→ **SET PROBLEM**:
From the line that includes "of the cabin" to the last line of the data, quote each line precisely; both boundary lines belong in the answer.

======== SUPPLIED RECORDS

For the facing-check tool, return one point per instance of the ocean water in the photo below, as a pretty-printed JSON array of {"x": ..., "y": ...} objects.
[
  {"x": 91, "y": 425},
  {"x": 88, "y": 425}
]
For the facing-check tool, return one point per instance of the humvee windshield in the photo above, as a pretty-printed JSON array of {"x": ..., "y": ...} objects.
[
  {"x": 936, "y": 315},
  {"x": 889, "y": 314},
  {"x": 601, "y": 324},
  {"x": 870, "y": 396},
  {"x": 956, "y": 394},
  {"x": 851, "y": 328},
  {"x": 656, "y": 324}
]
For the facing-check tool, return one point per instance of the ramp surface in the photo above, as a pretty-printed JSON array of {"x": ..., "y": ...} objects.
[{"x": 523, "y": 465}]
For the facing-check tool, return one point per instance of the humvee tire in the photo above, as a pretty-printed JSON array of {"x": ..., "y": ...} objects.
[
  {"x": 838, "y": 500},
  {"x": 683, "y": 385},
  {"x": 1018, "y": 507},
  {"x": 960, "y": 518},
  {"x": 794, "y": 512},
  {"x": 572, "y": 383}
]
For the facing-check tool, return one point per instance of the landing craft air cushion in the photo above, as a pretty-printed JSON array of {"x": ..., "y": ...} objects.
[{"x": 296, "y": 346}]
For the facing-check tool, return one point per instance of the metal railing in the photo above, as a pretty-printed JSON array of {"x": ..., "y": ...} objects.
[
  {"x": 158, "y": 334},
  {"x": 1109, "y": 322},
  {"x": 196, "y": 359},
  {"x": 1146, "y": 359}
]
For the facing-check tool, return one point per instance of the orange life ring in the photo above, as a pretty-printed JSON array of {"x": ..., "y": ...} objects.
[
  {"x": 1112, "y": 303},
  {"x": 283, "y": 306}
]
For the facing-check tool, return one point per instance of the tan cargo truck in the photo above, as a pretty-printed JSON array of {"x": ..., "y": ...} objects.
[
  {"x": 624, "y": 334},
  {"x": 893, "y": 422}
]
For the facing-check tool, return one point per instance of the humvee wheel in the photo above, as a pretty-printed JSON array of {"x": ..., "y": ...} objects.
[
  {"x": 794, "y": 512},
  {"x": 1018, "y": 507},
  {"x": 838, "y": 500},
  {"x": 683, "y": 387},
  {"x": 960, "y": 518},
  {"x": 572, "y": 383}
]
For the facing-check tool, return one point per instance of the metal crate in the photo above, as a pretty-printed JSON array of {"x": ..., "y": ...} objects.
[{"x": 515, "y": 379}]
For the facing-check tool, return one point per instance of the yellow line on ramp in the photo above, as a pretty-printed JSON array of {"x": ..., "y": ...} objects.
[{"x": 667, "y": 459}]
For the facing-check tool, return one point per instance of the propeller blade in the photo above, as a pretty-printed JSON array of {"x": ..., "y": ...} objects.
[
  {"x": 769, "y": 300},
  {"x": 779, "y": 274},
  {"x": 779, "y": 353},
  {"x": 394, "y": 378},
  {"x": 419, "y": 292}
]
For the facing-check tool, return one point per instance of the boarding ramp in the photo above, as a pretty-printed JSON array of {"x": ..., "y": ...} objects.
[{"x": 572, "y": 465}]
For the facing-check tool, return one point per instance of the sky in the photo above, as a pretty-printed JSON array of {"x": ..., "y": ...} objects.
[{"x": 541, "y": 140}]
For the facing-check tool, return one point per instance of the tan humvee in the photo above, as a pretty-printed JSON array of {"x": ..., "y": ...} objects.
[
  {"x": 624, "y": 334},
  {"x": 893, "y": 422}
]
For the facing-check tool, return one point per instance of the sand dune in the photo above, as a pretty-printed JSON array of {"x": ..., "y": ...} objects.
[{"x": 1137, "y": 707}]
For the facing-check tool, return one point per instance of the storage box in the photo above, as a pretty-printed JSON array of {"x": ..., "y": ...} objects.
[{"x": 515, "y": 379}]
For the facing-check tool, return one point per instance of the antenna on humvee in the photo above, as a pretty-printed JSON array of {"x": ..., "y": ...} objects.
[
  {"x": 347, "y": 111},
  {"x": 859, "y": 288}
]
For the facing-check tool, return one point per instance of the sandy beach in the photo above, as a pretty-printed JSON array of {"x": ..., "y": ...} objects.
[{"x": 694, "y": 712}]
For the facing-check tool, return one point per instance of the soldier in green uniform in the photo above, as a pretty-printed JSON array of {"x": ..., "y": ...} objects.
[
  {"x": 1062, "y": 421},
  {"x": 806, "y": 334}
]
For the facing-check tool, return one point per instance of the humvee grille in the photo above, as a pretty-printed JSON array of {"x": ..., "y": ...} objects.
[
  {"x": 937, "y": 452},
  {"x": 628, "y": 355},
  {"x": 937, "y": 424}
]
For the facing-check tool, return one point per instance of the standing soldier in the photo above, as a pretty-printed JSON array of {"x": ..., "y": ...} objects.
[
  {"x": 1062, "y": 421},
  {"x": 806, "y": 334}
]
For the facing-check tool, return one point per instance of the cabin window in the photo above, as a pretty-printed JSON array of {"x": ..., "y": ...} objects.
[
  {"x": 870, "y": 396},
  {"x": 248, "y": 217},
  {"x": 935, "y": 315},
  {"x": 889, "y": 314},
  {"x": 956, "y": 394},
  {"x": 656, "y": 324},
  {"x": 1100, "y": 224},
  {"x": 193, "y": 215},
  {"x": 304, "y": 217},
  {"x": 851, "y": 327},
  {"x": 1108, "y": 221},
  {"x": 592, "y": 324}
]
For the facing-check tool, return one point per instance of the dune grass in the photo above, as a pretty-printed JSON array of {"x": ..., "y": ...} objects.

================

→ **ANSWER TO THIS EXERCISE**:
For the facing-check tool, return one point per instance of the cabin window in the photo above, as a pretty-printed JSON array of {"x": ..., "y": ...} objects.
[
  {"x": 870, "y": 396},
  {"x": 248, "y": 217},
  {"x": 935, "y": 315},
  {"x": 889, "y": 314},
  {"x": 956, "y": 394},
  {"x": 656, "y": 324},
  {"x": 1100, "y": 224},
  {"x": 193, "y": 215},
  {"x": 304, "y": 217},
  {"x": 851, "y": 327},
  {"x": 1108, "y": 221},
  {"x": 592, "y": 324}
]
For the facing-check tool, return one point per instance of the dune grass in the photo above, as a pretty-printed JSON array of {"x": ..., "y": ...} objects.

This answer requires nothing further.